***** DOCUMENT PASSAGE

Brown Rice Salad Recipe with Beans-Brown Rice Double Beans Salad

Brown rice salad with double beans is one of my favorite dish with brown rice. It is filling, nutritious and also very tasty. Whenever my husband (he does not like brown rice) is away, this is my lunch. It hardly takes 15 minutes to prepare this. You do not need any side dish for this. It makes a complete meal loaded with vitamins, protein, fiber and antioxidants. Today we will learn how to make brown rice salad with double beans following this easy recipe.

Brown rice Salad with Double Beans

Prep time – under 15 mins
Cook time – under 10 mins
Serves – 1

Ingredients needed

Brown rice cooked – 1 cup
Onion finely chopped – 1/3 cup
Ginger – 1/2 inch piece finely chopped
Garlic – finely chopped – 1 tbsp
Green chilli – 1 finely chopped
Double beans cooked – 1/4 cup
Vegetables – 1/2 cup (mix of carrot, beans and cabbage)
Capsicum – 1/4 cup (mix of all colors)

Oil – 1 1/2 tbsp
Salt and pepper powder to taste
Lemon juice – 1 tsp

Preparation 

Cook brown rice, fluff it with a fork and let it cool. Check out how to cook brown rice

Chop all the vegetables finely.

Soak double beans in water overnight and pressure cook with a little salt for 3 whistles.

**********
***** RECORDS SUPPLIED

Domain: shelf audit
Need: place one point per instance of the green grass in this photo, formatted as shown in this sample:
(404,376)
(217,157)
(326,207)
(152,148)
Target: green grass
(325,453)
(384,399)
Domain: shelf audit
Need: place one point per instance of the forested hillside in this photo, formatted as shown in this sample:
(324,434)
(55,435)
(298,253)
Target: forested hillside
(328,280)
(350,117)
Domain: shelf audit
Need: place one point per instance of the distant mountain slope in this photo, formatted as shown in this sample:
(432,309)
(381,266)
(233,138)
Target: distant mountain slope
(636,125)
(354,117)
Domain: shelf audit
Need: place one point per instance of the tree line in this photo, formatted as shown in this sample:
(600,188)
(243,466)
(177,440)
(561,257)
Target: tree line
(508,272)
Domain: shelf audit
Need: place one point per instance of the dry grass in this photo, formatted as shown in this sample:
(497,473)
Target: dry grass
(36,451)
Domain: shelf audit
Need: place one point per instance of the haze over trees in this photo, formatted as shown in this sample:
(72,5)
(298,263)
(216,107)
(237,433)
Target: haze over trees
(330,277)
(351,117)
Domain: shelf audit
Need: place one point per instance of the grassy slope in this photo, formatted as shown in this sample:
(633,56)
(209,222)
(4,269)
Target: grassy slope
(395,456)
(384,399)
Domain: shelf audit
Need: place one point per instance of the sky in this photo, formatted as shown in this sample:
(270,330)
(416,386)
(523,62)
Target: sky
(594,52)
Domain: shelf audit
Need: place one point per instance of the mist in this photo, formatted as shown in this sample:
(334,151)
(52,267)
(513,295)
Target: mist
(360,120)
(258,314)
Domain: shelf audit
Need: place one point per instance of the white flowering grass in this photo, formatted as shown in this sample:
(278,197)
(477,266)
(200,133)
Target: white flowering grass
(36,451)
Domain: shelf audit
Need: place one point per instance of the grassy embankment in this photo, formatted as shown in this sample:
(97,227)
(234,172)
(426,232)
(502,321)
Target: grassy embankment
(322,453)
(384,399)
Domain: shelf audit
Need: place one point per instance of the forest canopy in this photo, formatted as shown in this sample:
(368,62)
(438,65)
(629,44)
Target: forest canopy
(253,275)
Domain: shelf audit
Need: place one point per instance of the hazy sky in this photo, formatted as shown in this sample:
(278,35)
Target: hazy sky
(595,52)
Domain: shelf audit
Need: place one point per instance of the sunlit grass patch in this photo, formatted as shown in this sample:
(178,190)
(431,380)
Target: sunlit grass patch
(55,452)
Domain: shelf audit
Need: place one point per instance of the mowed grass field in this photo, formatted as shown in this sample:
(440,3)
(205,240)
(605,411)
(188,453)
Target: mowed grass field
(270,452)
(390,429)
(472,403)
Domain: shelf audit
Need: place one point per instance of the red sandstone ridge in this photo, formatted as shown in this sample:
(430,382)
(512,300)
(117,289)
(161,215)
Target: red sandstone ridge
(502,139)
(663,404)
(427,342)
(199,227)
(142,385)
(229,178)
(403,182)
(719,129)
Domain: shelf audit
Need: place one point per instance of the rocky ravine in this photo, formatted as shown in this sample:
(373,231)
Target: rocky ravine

**********

◆ WHAT THIS EXERCISE ASKS:
1 - From the brown rice salad recipe, list everything the meal is said to be loaded with.
2 - Please return the part of the brown rice salad recipe between "Oil – 1 1/2" and "for 3 whistles.", inclusive, copied word for word.

◆ WRITTEN RESPONSES:
1 - vitamins, protein, fiber, antioxidants

2 -
Oil – 1 1/2 tbsp
Salt and pepper powder to taste
Lemon juice – 1 tsp

Preparation 

Cook brown rice, fluff it with a fork and let it cool. Check out how to cook brown rice

Chop all the vegetables finely.

Soak double beans in water overnight and pressure cook with a little salt for 3 whistles.